STATED TASK A. How would this sentence from the devfs text read in Spanish: "Inode lookup events can be used to authenticate module autoload requests."?
STATED TASK B. Can you output, word for word, the part of the devfs text that opens with the words containing "Synchronous device open" and closes with "the module itself."?

GIVEN TEXT.
= = = = = = =

Synchronous device open events can be used to perform intelligent
device access protections. Before the device driver open() method is
called, the daemon must first validate the open attempt, by running an
external programme or script. This is far more flexible than access
control lists, as access can be determined on the basis of other
system conditions instead of just the UID and GID.

Inode lookup events can be used to authenticate module autoload
requests. Instead of using kmod directly, the event is sent to
devfsd which can implement an arbitrary authentication before loading
the module itself.

Inode lookup events can also be used to construct arbitrary
namespaces, without having to resort to populating devfs with symlinks
to devices that don't exist.

Speculative Device Scanning

Consider an application (like cdparanoia) that wants to find all
CD-ROM devices on the system (SCSI, IDE and other types), whether or
not their respective modules are loaded. The application must
speculatively open certain device nodes (such as /dev/sr0 for the SCSI
CD-ROMs) in order to make sure the module is loaded. This requires
that all Linux distributions follow the standard device naming scheme
(last time I looked RedHat did things differently). Devfs solves the
naming problem.

= = = = = = =

ENTRIES SUPPLIED.
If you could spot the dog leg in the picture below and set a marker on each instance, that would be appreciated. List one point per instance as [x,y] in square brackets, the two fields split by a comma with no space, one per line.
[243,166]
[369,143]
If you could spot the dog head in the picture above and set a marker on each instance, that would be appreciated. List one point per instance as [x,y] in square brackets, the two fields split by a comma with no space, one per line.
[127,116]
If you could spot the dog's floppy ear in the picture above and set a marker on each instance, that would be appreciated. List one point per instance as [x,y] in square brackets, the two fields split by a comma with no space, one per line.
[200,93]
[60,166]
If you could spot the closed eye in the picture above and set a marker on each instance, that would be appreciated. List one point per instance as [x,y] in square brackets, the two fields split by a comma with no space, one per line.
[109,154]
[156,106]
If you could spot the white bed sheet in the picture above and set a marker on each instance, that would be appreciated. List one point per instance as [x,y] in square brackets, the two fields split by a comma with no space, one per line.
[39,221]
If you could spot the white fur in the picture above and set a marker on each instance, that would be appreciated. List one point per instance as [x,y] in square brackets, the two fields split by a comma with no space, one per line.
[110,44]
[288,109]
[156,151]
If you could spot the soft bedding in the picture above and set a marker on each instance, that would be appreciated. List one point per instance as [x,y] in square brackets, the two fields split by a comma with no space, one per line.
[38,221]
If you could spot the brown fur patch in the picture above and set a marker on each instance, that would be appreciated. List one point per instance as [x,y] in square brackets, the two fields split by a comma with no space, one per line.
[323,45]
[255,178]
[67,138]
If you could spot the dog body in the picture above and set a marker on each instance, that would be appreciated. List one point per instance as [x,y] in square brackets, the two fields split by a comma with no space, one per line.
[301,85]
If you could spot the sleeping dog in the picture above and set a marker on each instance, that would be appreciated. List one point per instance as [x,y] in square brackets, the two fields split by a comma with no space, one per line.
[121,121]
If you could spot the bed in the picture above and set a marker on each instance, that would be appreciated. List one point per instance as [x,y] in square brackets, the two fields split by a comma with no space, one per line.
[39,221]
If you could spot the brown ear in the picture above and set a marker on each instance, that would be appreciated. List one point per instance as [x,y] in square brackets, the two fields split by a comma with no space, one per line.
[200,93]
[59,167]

= = = = = = =

WRITTEN SOLUTION A. Los eventos de búsqueda de inodos pueden usarse para autenticar las solicitudes de carga automática de módulos.

WRITTEN SOLUTION B.
Synchronous device open events can be used to perform intelligent
device access protections. Before the device driver open() method is
called, the daemon must first validate the open attempt, by running an
external programme or script. This is far more flexible than access
control lists, as access can be determined on the basis of other
system conditions instead of just the UID and GID.

Inode lookup events can be used to authenticate module autoload
requests. Instead of using kmod directly, the event is sent to
devfsd which can implement an arbitrary authentication before loading
the module itself.